## Task requirements
(a) In the heart failure prediction text, around how many minutes of vital signs extraction do both models reach a point of diminishing returns?
(b) Turn the paragraph in the heart failure prediction text that begins "We found that results across all four cohorts" into a short bulleted list that keeps its main facts.

## Passage to read
——————————

Using only aggregate vital signs as data inputs we evaluated model performance across variable vitals data extraction windows. Figure 4 illustrates AUC values (y-axis) of each model at different extraction window sizes (x-axis). In both models, there appears a point of diminishing returns around 200 minutes where additional vital signs data do not continue to improve results. This behavior is seen in both prediction models across all patient cohorts.

Figure 4. Predication AUC for risk factor and nonrisk factor patients with variable vital signs extraction time windows from 15 minutes to 720 minutes using only vital signs as model inputs. The x-axis represents the total number of minutes from ICU admission that vital signs were extracted from the database, meaning at higher time values more data was extracted. AUC: area under receiver operating characteristic curve; ICU: intensive care unit.
View this figure

We then used the random forest model to identify which discrete features were most influential in predicting heart failure by plotting the relative feature importance. We applied the same number of estimators (n_estimators=150) and calculated feature importance for all lab values and APACHE variables (Figure 5). The selected top features were similar between risk factor and nonrisk factor patients. In addition, many of the top 10 features are laboratory values, even though, when used as individual inputs, APACHE variables outperformed laboratory measurements.

Figure 5. Random forest feature importance with 150 estimators for nonrisk factor and risk factor patients. BUN: blood urea nitrogen.
View this figure

Performance and Clinical Relevance

In this study, we evaluated two interpretable prediction models for decompensation in critical care using heart failure onset as a target outcome. Both logistic regression and random forest were evaluated as close to the time of ICU admission as possible using multiple types of input features.

We found that results across all four cohorts showed reasonable prediction accuracy. Generally, random forest outperformed multivariate logistic regression. On an individual basis, APACHE variables predicted heart failure onset better than laboratory measurements or vital signs; however, the best performance was achieved when model inputs were combined. Trials consisting of APACHE and laboratory measurements or all three data inputs (APACHE, labs, and vitals) had the highest performance metrics compared to any individual trial. This was corroborated by random forest feature selection highlighting several laboratory measurements as important to heart failure prediction relative to other input features.

Although vital signs near the time of ICU admission improve heart failure predictions when combined with other inputs, overall, vital signs results individually were not strong. Methodologically, vital signs and laboratory measurements, however, are promising for future prediction models. Traditional severity scoring models, such as APACHE, use data from only the first 24 hours of an ICU stay. Laboratory measurements and vital signs, however, are typically monitored on a continuous or semicontinuous basis throughout the length of an ICU stay. This would allow for future iterations of our prediction models to make predictions closer to the time of heart failure rather than being limited to ICU admission time. The continuous monitoring of vital signs and temporal value of laboratory measurements could also allow predictions to be made prospectively on a semicontinuous basis (eg, prediction output every 3 hours).

——————————

## Given information
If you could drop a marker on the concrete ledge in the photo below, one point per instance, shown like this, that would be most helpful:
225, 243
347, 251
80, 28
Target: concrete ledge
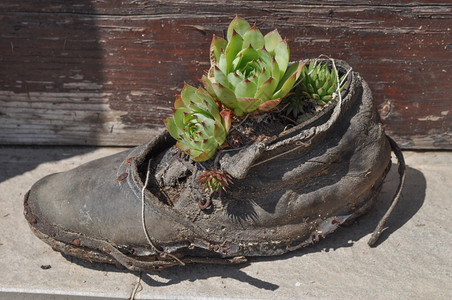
412, 260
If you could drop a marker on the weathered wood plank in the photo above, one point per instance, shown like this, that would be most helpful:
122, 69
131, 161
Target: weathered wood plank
103, 74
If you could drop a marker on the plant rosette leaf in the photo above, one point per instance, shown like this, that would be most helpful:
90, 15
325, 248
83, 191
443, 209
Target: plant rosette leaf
319, 83
197, 124
250, 71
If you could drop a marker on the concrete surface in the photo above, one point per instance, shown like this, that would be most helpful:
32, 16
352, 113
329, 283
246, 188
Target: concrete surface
412, 260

——————————

## Task solutions
(a) Around 200 minutes.

(b)
- Prediction accuracy was reasonable across all four cohorts.
- Random forest generally outperformed multivariate logistic regression.
- As individual inputs, APACHE variables predicted heart failure onset better than laboratory measurements or vital signs.
- Combined inputs gave the best performance: APACHE with laboratory measurements, or all three (APACHE, labs, and vitals), scored highest.
- Random forest feature selection supported this by ranking several laboratory measurements as important to heart failure prediction.